> **Excerpt to read**:

__________________________________________________

The Taxpayer Defense Center continues its fight against Oregon’s attempt to force Steven and Sarah Speer to pay taxes to both Wisconsin and Oregon for the same income. Our latest brief responds to and refutes the Oregon Department of Revenue’s attempt to double tax the income.

The Speers invested in a Wisconsin brewery. The brewery only operates in Wisconsin and pays taxes to Wisconsin on behalf of its owners. Wisconsin also has a series of tax credits aimed at supporting in-state industry. The brewery does not have any activity in Oregon. But, when the Speers moved part time to Oregon, the Beaver State state decided it also wants to tax the brewery’s income, while refusing to recognize a Wisconsin credit the brewery receives for investing in Wisconsin. In effect, Wisconsin grants a credit to the Speers that Oregon then confiscates.

At issue is ORS § 316.082(1), which issues a tax credit to Oregon residents “for the amount of any income tax imposed on the individual, or on an Oregon S corporation . . . for the tax year by another state on income derived from sources therein and that is also subject to tax under this chapter.” The correct interpretation of ORS § 316.082(1) is that a credit is provided for the taxes “imposed” by other states. That’s what the plain text of the law says. But Oregon’s Department of Revenue disagrees, saying credit is only available to what the Speers actually paid. Because Wisconsin gives a substantial tax credit, Oregon wishes to ignore that amount and only credit what came out of the Speer’s bank account. This creates a windfall for Oregon, which gets taxes that should not be due under ORS § 316.082(1).

__________________________________________________

> **Listed entries**:

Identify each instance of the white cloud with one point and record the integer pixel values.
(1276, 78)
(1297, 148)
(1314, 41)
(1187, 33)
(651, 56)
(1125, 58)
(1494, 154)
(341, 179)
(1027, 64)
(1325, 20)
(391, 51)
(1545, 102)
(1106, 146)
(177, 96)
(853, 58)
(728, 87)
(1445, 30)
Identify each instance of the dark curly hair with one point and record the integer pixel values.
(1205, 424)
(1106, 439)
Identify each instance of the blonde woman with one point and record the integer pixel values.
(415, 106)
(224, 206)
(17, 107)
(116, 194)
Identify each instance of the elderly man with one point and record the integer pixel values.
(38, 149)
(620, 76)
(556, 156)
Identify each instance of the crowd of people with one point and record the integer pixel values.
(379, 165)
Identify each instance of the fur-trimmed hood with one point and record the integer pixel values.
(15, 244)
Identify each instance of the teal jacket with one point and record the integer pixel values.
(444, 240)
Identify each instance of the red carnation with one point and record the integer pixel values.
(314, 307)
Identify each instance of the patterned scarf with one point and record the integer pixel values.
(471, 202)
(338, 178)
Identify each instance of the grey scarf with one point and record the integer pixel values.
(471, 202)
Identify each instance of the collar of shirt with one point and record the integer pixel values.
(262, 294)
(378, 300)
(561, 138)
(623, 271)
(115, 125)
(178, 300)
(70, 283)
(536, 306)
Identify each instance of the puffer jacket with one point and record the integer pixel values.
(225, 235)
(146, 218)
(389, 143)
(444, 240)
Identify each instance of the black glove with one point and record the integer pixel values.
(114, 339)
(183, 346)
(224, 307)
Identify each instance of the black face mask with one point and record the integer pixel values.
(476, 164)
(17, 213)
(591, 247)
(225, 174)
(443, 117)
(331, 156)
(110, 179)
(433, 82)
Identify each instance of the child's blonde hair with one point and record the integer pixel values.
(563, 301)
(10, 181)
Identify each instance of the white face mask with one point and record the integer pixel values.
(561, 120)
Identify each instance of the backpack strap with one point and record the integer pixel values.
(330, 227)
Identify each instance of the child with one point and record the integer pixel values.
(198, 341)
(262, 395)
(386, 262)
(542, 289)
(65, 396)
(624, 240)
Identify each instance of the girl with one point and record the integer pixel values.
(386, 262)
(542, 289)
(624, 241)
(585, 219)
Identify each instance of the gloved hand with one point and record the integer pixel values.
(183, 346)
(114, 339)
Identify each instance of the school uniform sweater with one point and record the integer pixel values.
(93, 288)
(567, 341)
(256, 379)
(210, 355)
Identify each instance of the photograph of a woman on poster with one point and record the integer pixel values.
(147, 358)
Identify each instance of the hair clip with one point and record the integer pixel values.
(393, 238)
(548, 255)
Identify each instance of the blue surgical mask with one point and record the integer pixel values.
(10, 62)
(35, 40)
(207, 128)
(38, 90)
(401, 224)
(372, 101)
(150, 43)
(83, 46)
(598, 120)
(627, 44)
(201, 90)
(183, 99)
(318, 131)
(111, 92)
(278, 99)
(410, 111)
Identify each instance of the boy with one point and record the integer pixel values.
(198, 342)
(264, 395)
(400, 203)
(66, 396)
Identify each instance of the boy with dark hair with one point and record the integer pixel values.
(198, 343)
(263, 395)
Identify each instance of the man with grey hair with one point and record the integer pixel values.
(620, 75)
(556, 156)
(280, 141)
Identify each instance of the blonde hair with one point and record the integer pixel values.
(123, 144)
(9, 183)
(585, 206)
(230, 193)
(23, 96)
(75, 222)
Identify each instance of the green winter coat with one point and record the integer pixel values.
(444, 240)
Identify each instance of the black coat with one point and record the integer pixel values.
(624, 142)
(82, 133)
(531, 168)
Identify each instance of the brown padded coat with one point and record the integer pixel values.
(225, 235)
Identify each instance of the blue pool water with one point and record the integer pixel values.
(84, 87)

__________________________________________________

> **Directive 1**:
From the passage on the Speers' tax dispute above, extract the stretch from "At issue is" through "ORS § 316.082(1).".
> **Directive 2**:
Summarize the passage on the Speers' tax dispute in two sentences.
> **Directive 3**:
In the passage on the Speers' tax dispute, which Oregon statute is at issue?

> **Full response 1**:
At issue is ORS § 316.082(1), which issues a tax credit to Oregon residents “for the amount of any income tax imposed on the individual, or on an Oregon S corporation . . . for the tax year by another state on income derived from sources therein and that is also subject to tax under this chapter.” The correct interpretation of ORS § 316.082(1) is that a credit is provided for the taxes “imposed” by other states. That’s what the plain text of the law says. But Oregon’s Department of Revenue disagrees, saying credit is only available to what the Speers actually paid. Because Wisconsin gives a substantial tax credit, Oregon wishes to ignore that amount and only credit what came out of the Speer’s bank account. This creates a windfall for Oregon, which gets taxes that should not be due under ORS § 316.082(1).

> **Full response 2**:
Oregon wants to tax the Speers on income from a Wisconsin brewery that operates only in Wisconsin and already pays Wisconsin taxes for its owners, while refusing to recognize a Wisconsin credit the brewery receives. The Taxpayer Defense Center argues that ORS § 316.082(1) credits the taxes "imposed" by other states, but Oregon's Department of Revenue says the credit covers only what the Speers actually paid.

> **Full response 3**:
ORS § 316.082(1)